***** Excerpted text

This is where the heat begins its cruel game of seeing how much life it can suck out of a body before said body gives up. I would pull two feet, go sit down for 10 minutes, pull another two feet, go sit down and the whole time the dog is looking at me with that “what the hell are doing old man” look while she stood in the shade.

Question? what does one do when he runs out of boards to slide on? Well you use nylon furniture sliders of course! and drag that bad boy across the ground! that’s what you do! Yup!

I don’t have pictures, but in lew of steps I have a long ramp that goes up to the porch. I pulled and tugged every once of that 300 lbs. across the ground, up the ramp, across the deck and into the house using those nylon sliders while tugging on a tow strap. It was brutally hot that afternoon, I was trying to beat a large thunderstorm that was coming in like a freight train and not have the HAB get wet. I was so spent after that endeavor afterwards I had to sit down to keep from passing out, it was bad, real bad and took me until Monday to recover fully (this was a late Saturday afternoon when I pulled this stunt) But! I moved it! The dog had that “I told you so look” when I was complete, yeah she was right. Just how do dogs know?

**********

_Your tasks_
A – In the account of hauling the 300-pound load into the house, what did the writer use to move it once the boards ran out?
B – Write the next part of the account of hauling the 300-pound load into the house, picking up after its final sentence.

***** Dataset extract

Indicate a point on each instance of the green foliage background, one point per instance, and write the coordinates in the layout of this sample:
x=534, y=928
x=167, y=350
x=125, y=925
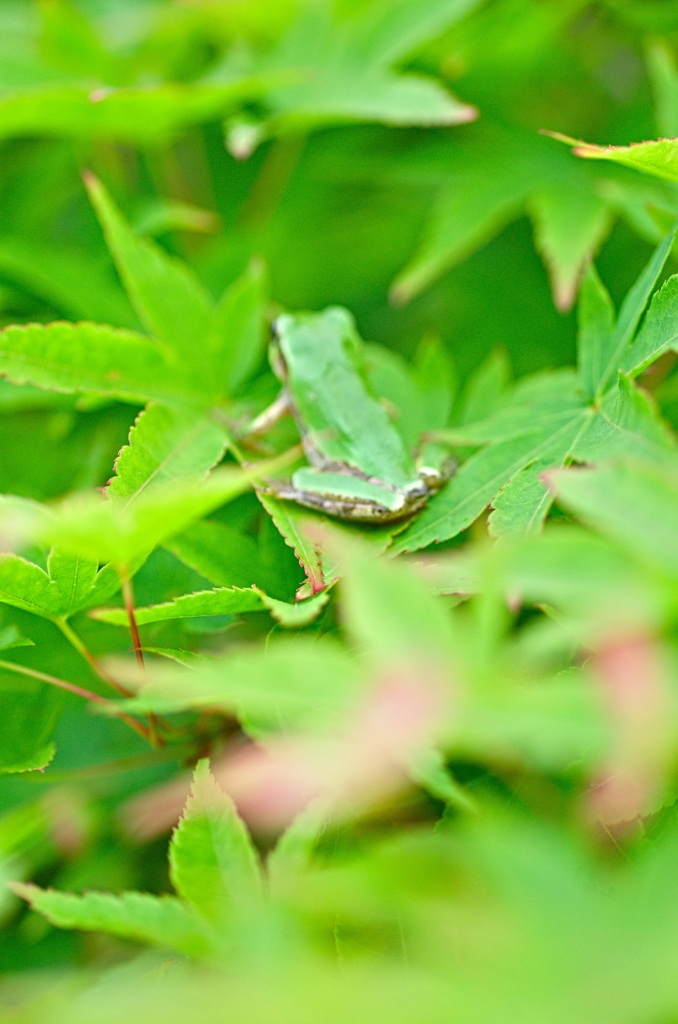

**********

_Responses per task_
A – Nylon furniture sliders.

B –
I look at this project as a challenge that I can do this myself, I am not on anyone’s time schedule only my own. I am taking my time, trying to do it right, once, so I can have a relatively reliable source of electricity in the foreseeable future. I am only sharing with you my challenges so you can learn a bit and make your own determination  what is best for you if you take on a project such as this. Ideally, yes it would have been nice to have an extra set of hands but I only have four paws with no opposable thumbs available most of time. She doesn’t like to mess her nails up much so I don’t ask.

 

 

 

 

 

 

 

 

 

 

This next section maybe hard to explain and follow, so I asked you play along with me a bit here and be patient.

The images are from the weekend after dragging a 300 lbs. battery sled across the ground, just to give you a time line perspective.

How do I get a 250 lbs. battery off the floor, and up 60″ into the air, line things up and hard mount to a wall? I looked at and thought of about 5 different ways of doing this and not cost a ton of money. Amazon has some pretty neat lifts that you can buy that can put 500 lbs. 7′ in the air for you and are made to do what I needed, I don’t have $800 to spend on a one time use product though. So my thought was buy a motor cycle jack that will get 300 lbs 34″ in the air using your foot to pump a bottle jack. Pretty cool jack that has wheels, problem is I needed at least 60″ of floor clearance and I was short 26″. So I built a box 26″ high that I was going to mount to the jack, put the HAB on the box that sits on the jack and roll it into place. That was the plan.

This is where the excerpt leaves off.